'''
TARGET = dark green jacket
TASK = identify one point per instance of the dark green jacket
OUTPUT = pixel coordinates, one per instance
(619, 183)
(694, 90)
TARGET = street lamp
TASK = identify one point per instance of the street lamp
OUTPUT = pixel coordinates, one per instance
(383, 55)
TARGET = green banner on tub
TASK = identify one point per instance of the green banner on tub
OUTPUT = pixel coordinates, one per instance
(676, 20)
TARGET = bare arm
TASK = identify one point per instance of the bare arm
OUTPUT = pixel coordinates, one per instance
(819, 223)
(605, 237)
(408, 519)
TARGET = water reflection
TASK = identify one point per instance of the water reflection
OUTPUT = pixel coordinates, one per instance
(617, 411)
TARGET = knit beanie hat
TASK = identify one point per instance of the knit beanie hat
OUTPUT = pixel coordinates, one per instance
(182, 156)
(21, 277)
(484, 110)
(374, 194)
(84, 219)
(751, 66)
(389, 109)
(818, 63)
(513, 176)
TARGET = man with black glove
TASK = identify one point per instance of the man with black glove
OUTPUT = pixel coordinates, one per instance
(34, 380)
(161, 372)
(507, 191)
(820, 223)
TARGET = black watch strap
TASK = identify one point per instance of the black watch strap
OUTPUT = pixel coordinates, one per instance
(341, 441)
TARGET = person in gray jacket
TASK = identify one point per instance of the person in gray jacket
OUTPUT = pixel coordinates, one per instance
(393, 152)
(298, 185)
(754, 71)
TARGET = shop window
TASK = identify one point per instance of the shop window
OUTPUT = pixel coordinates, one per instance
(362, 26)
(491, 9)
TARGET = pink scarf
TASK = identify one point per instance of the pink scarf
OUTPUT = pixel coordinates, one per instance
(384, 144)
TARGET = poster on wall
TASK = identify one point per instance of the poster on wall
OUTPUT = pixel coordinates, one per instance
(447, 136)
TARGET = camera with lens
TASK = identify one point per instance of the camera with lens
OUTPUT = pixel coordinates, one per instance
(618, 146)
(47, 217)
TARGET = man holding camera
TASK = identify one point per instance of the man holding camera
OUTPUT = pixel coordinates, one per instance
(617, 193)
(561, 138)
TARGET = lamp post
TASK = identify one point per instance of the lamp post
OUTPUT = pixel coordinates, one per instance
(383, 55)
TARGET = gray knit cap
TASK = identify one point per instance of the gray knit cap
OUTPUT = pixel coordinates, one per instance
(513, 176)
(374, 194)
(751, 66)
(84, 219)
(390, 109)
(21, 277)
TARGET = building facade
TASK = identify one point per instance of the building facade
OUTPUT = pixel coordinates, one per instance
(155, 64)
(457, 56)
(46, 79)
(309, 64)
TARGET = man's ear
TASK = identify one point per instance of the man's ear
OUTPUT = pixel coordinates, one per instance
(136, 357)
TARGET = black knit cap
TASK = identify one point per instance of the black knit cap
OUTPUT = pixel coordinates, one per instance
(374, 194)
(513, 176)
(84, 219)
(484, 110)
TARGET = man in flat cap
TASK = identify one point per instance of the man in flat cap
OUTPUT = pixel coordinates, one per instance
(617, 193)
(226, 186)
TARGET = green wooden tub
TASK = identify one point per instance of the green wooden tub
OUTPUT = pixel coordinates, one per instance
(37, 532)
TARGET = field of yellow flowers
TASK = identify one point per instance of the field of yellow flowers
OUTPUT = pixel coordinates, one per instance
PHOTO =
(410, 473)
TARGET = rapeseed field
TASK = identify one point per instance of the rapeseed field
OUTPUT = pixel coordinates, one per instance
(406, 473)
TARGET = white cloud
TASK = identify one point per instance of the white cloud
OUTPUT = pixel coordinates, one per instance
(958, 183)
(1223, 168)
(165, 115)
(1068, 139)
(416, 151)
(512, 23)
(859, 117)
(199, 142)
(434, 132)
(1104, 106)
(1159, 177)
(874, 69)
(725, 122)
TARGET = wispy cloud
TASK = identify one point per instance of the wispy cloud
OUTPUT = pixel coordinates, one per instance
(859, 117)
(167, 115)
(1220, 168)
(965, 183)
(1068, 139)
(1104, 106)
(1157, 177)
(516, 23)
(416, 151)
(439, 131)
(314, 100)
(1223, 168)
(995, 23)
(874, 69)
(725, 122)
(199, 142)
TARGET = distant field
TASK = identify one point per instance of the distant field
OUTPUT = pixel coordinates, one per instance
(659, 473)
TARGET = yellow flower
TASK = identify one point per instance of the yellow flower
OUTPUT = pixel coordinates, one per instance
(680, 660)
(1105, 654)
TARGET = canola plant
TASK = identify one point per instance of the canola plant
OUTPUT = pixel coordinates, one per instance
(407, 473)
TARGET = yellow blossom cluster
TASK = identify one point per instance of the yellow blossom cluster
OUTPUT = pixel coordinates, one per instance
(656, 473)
'''
What you need to do: Convert the records from the line containing "TARGET = yellow flower" through the end of the records into a two-column CSV with the headers request and points. Give one row per request, with the request text and its answer each in one double-quoted field and line breaks inside a field replaced by spaces.

Finished task:
request,points
"TARGET = yellow flower TASK = identify one point per instance of the yellow flower OUTPUT = pixel coordinates, one per instance","(680, 660) (1105, 654)"
"TARGET = canola plant TASK = identify one point per instance of the canola plant OUTPUT = pixel coordinates, one per instance","(407, 473)"
"TARGET = yellow blossom cluster TASK = identify one point per instance of the yellow blossom cluster OUTPUT = pixel coordinates, one per instance","(656, 473)"